(Prompt) Select every line of the data below that contains the word "clicks" and copy each of those lines.

*** Opening of Provided data ***

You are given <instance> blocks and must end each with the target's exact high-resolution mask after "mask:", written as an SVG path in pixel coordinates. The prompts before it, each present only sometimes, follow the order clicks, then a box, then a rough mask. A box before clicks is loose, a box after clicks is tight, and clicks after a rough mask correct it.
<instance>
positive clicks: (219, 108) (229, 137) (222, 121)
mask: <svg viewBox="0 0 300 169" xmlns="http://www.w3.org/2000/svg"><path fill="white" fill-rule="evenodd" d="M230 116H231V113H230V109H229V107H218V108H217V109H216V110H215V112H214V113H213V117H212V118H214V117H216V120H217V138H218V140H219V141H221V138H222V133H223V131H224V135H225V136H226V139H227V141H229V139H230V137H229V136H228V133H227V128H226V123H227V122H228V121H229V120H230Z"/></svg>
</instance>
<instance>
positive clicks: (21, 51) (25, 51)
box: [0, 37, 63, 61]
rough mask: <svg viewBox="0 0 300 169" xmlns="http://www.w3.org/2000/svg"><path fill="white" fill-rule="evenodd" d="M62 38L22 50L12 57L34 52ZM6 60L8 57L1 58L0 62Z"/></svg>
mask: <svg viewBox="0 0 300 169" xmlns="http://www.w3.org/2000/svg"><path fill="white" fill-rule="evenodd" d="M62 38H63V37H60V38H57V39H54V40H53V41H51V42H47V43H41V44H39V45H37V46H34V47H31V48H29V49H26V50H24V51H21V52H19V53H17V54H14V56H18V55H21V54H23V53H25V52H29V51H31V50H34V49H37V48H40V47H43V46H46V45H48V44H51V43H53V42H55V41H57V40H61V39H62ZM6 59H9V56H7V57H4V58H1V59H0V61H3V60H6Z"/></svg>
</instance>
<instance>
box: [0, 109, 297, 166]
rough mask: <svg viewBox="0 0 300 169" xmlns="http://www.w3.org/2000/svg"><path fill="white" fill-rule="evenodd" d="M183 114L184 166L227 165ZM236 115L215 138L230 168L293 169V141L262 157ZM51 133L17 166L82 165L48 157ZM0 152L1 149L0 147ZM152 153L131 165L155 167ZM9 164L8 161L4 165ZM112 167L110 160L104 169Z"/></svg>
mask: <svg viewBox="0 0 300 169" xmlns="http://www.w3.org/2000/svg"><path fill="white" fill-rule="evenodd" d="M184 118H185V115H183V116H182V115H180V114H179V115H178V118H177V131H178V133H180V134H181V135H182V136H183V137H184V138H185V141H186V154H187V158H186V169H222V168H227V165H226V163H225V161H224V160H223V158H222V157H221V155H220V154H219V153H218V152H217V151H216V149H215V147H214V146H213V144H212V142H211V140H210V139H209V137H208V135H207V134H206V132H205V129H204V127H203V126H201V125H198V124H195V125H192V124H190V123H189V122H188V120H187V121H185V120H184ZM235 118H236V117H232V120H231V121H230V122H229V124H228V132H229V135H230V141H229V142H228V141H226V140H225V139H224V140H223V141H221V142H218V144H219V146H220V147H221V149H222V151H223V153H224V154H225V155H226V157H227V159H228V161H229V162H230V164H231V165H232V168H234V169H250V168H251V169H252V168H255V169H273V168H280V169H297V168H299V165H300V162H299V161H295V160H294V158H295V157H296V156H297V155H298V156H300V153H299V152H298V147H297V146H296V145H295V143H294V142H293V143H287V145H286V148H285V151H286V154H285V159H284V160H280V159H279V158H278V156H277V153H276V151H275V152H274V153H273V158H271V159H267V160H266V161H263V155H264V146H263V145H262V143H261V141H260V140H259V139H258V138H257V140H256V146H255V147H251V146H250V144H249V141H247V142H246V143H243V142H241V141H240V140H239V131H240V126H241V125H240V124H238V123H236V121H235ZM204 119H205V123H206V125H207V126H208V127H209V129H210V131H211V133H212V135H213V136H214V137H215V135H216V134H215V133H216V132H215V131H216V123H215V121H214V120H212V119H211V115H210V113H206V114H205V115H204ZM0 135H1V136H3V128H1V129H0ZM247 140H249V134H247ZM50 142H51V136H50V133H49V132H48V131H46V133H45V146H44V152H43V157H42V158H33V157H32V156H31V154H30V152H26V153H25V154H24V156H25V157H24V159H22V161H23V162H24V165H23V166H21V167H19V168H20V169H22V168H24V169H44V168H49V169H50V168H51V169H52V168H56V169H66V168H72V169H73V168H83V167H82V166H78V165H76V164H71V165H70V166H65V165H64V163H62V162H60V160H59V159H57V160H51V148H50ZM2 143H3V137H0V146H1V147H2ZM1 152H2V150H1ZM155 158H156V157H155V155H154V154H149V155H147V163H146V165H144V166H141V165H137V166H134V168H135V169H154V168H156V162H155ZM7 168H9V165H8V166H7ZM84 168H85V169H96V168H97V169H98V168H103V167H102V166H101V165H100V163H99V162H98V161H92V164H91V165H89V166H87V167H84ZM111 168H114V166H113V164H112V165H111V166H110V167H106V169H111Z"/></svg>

*** Close of Provided data ***

(Answer for this exercise)
You are given <instance> blocks and must end each with the target's exact high-resolution mask after "mask:", written as an SVG path in pixel coordinates. The prompts before it, each present only sometimes, follow the order clicks, then a box, then a rough mask. A box before clicks is loose, a box after clicks is tight, and clicks after a rough mask correct it.
positive clicks: (219, 108) (229, 137) (222, 121)
positive clicks: (21, 51) (25, 51)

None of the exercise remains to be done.